[WHAT YOU NEED TO DO]
For this exercise, output every line of the data as it stands.

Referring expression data
-=-=-
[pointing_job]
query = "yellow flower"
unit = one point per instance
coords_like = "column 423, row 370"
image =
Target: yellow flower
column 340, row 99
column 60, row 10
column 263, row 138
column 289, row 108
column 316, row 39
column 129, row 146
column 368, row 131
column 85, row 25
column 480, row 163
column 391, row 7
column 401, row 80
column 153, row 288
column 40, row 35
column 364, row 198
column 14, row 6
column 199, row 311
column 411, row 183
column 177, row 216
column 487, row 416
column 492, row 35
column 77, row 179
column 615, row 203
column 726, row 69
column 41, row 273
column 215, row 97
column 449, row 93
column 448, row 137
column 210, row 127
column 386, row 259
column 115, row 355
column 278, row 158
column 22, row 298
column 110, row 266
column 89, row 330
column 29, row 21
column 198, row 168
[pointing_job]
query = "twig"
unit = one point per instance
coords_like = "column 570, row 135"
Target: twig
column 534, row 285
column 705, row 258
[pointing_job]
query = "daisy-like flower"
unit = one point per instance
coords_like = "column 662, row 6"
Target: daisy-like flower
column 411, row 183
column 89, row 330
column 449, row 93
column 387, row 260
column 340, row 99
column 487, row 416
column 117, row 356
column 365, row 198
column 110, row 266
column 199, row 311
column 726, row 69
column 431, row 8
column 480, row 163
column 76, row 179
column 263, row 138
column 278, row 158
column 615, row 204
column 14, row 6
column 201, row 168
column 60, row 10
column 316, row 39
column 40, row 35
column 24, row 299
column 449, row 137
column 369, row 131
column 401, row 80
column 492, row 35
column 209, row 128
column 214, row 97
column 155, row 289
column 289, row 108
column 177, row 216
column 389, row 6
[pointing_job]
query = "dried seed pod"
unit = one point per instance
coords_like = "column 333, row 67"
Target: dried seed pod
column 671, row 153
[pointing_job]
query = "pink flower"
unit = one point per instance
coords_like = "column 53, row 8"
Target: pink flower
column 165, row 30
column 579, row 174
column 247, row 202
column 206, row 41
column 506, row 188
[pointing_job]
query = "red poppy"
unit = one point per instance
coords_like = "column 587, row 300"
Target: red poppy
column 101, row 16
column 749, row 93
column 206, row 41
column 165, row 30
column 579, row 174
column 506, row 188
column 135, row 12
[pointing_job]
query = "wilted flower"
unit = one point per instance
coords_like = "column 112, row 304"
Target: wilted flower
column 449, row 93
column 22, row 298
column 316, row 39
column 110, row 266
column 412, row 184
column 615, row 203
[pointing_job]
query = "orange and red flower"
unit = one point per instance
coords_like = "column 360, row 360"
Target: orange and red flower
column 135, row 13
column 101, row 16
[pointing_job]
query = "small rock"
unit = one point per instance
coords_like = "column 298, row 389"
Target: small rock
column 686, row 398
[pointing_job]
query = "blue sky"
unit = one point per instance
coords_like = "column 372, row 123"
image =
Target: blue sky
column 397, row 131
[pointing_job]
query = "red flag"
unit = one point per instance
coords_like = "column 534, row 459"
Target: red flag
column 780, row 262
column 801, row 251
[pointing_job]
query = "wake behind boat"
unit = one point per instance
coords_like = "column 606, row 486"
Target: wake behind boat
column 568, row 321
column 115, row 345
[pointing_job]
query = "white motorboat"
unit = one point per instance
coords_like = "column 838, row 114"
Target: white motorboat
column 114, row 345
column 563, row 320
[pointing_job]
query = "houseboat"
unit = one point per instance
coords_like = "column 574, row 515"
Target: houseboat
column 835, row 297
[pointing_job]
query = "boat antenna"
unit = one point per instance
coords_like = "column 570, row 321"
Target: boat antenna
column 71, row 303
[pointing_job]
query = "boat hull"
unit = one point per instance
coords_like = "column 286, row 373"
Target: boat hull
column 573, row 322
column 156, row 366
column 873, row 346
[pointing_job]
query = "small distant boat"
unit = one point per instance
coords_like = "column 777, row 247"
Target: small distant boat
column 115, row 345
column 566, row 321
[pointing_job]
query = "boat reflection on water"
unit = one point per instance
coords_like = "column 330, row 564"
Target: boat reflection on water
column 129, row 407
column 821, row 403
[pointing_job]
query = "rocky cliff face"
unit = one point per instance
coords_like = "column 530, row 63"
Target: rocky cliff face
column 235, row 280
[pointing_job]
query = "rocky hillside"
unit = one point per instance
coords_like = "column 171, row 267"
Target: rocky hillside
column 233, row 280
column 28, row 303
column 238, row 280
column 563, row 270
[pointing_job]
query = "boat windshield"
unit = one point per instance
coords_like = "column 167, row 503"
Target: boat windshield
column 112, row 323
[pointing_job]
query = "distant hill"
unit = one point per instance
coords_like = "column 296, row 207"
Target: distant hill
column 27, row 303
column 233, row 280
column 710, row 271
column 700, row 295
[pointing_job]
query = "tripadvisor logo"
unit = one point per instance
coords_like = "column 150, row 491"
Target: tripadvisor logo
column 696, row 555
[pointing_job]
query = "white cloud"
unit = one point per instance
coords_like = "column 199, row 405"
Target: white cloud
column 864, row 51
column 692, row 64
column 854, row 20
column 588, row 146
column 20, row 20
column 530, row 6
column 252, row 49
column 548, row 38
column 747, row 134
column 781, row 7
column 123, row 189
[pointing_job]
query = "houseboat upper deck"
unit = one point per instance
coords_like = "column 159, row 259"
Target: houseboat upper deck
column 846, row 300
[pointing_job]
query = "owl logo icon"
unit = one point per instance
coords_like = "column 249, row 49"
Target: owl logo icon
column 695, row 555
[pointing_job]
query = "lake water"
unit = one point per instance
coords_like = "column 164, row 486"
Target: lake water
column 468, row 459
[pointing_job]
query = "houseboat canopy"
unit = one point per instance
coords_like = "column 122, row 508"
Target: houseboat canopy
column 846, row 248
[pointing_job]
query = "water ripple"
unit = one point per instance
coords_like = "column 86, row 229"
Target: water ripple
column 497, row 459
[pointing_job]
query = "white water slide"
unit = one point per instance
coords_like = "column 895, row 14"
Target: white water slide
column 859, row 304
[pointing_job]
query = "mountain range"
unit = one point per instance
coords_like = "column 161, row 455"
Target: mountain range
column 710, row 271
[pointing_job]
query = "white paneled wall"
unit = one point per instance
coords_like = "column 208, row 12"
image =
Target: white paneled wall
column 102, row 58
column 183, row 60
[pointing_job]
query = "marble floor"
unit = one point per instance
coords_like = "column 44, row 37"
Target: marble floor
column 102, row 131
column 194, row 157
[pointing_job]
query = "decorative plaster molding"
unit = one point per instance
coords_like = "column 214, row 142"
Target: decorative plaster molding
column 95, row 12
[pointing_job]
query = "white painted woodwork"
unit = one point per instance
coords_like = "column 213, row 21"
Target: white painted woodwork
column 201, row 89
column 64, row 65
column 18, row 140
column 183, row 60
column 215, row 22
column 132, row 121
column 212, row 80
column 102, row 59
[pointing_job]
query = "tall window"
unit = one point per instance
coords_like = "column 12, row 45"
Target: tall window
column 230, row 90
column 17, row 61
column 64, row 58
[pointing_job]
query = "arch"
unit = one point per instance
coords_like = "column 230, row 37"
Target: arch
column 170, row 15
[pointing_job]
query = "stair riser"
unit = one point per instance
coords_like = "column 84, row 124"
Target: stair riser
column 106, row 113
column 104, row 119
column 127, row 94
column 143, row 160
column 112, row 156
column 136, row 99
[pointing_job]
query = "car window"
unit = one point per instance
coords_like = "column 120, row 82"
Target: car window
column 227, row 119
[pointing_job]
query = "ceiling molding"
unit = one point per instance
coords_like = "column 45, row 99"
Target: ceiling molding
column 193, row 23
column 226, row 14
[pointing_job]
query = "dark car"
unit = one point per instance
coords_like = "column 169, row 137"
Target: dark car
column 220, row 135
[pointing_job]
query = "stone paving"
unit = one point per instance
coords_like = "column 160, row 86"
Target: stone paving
-=-=-
[OUTPUT FOR THIS EXERCISE]
[pointing_job]
query = "yellow flower"
unit = one point per instance
coords_like = "column 423, row 370"
image =
Target: yellow flower
column 340, row 99
column 60, row 10
column 263, row 138
column 289, row 108
column 316, row 39
column 129, row 146
column 368, row 131
column 85, row 25
column 480, row 163
column 391, row 7
column 401, row 80
column 153, row 288
column 40, row 35
column 364, row 198
column 14, row 6
column 199, row 311
column 411, row 183
column 177, row 216
column 487, row 416
column 492, row 35
column 77, row 179
column 615, row 203
column 726, row 69
column 41, row 273
column 215, row 97
column 449, row 93
column 448, row 137
column 210, row 127
column 386, row 259
column 115, row 355
column 278, row 158
column 22, row 298
column 110, row 266
column 89, row 330
column 29, row 21
column 198, row 168
[pointing_job]
query = "twig"
unit = one point per instance
coords_like = "column 570, row 135"
Target: twig
column 534, row 285
column 705, row 258
[pointing_job]
query = "daisy-like flower"
unit = one point per instance
coords_like = "column 662, row 6"
Target: daisy-like flower
column 411, row 183
column 89, row 330
column 449, row 93
column 387, row 260
column 340, row 99
column 487, row 416
column 117, row 356
column 365, row 198
column 110, row 266
column 199, row 311
column 726, row 69
column 431, row 8
column 480, row 163
column 76, row 179
column 263, row 138
column 278, row 158
column 615, row 204
column 14, row 6
column 201, row 168
column 60, row 10
column 316, row 39
column 40, row 35
column 24, row 299
column 449, row 137
column 369, row 131
column 401, row 80
column 492, row 35
column 209, row 128
column 214, row 97
column 155, row 289
column 289, row 108
column 177, row 216
column 389, row 6
[pointing_job]
query = "dried seed pod"
unit = one point per instance
coords_like = "column 333, row 67"
Target: dried seed pod
column 671, row 153
[pointing_job]
query = "pink flower"
unit = one point per instance
coords_like = "column 53, row 8"
Target: pink flower
column 165, row 30
column 579, row 174
column 247, row 202
column 206, row 41
column 506, row 188
[pointing_job]
query = "red poppy"
unit = one point per instance
coords_like = "column 587, row 300"
Target: red poppy
column 101, row 16
column 749, row 93
column 206, row 41
column 165, row 30
column 579, row 174
column 506, row 188
column 135, row 12
[pointing_job]
query = "wilted flower"
unit = one point per instance
coords_like = "column 112, row 304"
Target: wilted flower
column 449, row 93
column 22, row 298
column 316, row 39
column 110, row 266
column 412, row 184
column 615, row 203
[pointing_job]
query = "orange and red flower"
unit = one point per instance
coords_like = "column 360, row 360"
Target: orange and red flower
column 135, row 13
column 101, row 16
[pointing_job]
query = "small rock"
unit = one point per instance
coords_like = "column 298, row 389"
Target: small rock
column 686, row 398
[pointing_job]
query = "blue sky"
unit = one point per instance
coords_like = "column 372, row 123"
image =
Target: blue sky
column 397, row 131
[pointing_job]
query = "red flag"
unit = one point per instance
coords_like = "column 534, row 459"
Target: red flag
column 780, row 262
column 801, row 251
[pointing_job]
query = "wake behind boat"
unit = one point per instance
coords_like = "column 606, row 486"
Target: wake behind boat
column 568, row 321
column 115, row 345
[pointing_job]
query = "white motorboat"
unit = one point per instance
coords_like = "column 838, row 114"
Target: white motorboat
column 114, row 345
column 563, row 320
[pointing_job]
query = "houseboat"
unit = one point per instance
coords_like = "column 574, row 515"
Target: houseboat
column 835, row 297
[pointing_job]
query = "boat antenna"
unit = one point per instance
coords_like = "column 570, row 321"
Target: boat antenna
column 71, row 303
[pointing_job]
query = "boat hull"
unit = one point per instance
coords_like = "column 286, row 373"
Target: boat hull
column 573, row 322
column 156, row 366
column 873, row 346
[pointing_job]
query = "small distant boat"
unit = one point per instance
coords_like = "column 777, row 247"
Target: small distant boat
column 115, row 345
column 566, row 321
[pointing_job]
query = "boat reflection on water"
unit = one point per instance
coords_like = "column 330, row 564"
Target: boat reflection on water
column 129, row 407
column 821, row 403
[pointing_job]
query = "rocky cliff face"
unit = one point per instance
coords_like = "column 530, row 63"
Target: rocky cliff face
column 235, row 280
[pointing_job]
query = "rocky hillside"
unit = one point per instance
coords_like = "column 171, row 267"
Target: rocky hillside
column 233, row 280
column 28, row 303
column 238, row 280
column 563, row 270
[pointing_job]
query = "boat windshield"
unit = one point per instance
coords_like = "column 167, row 503"
Target: boat windshield
column 112, row 323
[pointing_job]
query = "distant hill"
unit = one point per instance
coords_like = "column 296, row 207"
Target: distant hill
column 27, row 303
column 233, row 280
column 710, row 271
column 700, row 295
[pointing_job]
query = "tripadvisor logo"
unit = one point per instance
coords_like = "column 150, row 491"
Target: tripadvisor logo
column 696, row 555
[pointing_job]
query = "white cloud"
unit = one point per instance
coords_like = "column 199, row 405"
Target: white cloud
column 864, row 51
column 692, row 64
column 854, row 20
column 588, row 146
column 20, row 20
column 530, row 6
column 252, row 49
column 548, row 38
column 747, row 134
column 781, row 7
column 123, row 189
[pointing_job]
query = "houseboat upper deck"
unit = one point per instance
coords_like = "column 159, row 259"
Target: houseboat upper deck
column 846, row 300
[pointing_job]
query = "owl logo icon"
unit = one point per instance
coords_like = "column 249, row 49"
Target: owl logo icon
column 695, row 555
[pointing_job]
query = "lake water"
unit = one point per instance
coords_like = "column 164, row 486"
Target: lake water
column 468, row 459
[pointing_job]
query = "houseboat canopy"
unit = one point per instance
coords_like = "column 122, row 508"
Target: houseboat canopy
column 846, row 248
[pointing_job]
query = "water ripple"
unit = one point per instance
coords_like = "column 86, row 229"
Target: water ripple
column 497, row 459
[pointing_job]
query = "white water slide"
unit = one point per instance
coords_like = "column 895, row 14"
Target: white water slide
column 859, row 304
[pointing_job]
query = "mountain range"
unit = one point per instance
coords_like = "column 161, row 455"
Target: mountain range
column 710, row 271
[pointing_job]
query = "white paneled wall"
unit = one point per instance
coords_like = "column 208, row 12"
image =
Target: white paneled wall
column 102, row 58
column 183, row 60
[pointing_job]
query = "marble floor"
unit = one point per instance
coords_like = "column 44, row 37"
Target: marble floor
column 102, row 131
column 194, row 157
[pointing_job]
query = "decorative plaster molding"
unit = one point per instance
coords_like = "column 214, row 142"
Target: decorative plaster molding
column 95, row 12
[pointing_job]
query = "white painted woodwork"
unit = one point per instance
coords_like = "column 213, row 21"
Target: white painted woodwork
column 201, row 89
column 64, row 65
column 18, row 140
column 183, row 60
column 215, row 22
column 132, row 121
column 212, row 80
column 102, row 59
[pointing_job]
query = "tall window"
unit = one point per instance
coords_like = "column 12, row 45"
Target: tall window
column 230, row 90
column 17, row 61
column 64, row 58
[pointing_job]
query = "arch"
unit = one point per instance
coords_like = "column 230, row 37"
Target: arch
column 170, row 15
[pointing_job]
query = "stair riser"
unit = one point per instance
coords_like = "column 84, row 124"
Target: stair riser
column 106, row 113
column 104, row 119
column 127, row 94
column 143, row 160
column 112, row 156
column 136, row 99
[pointing_job]
query = "car window"
unit = one point per instance
coords_like = "column 120, row 82"
Target: car window
column 227, row 119
[pointing_job]
query = "ceiling molding"
unit = one point per instance
coords_like = "column 45, row 99"
Target: ceiling molding
column 193, row 23
column 226, row 14
[pointing_job]
query = "dark car"
unit = one point per instance
coords_like = "column 169, row 137"
Target: dark car
column 220, row 135
[pointing_job]
query = "stone paving"
unit = one point per instance
coords_like = "column 160, row 86"
Target: stone paving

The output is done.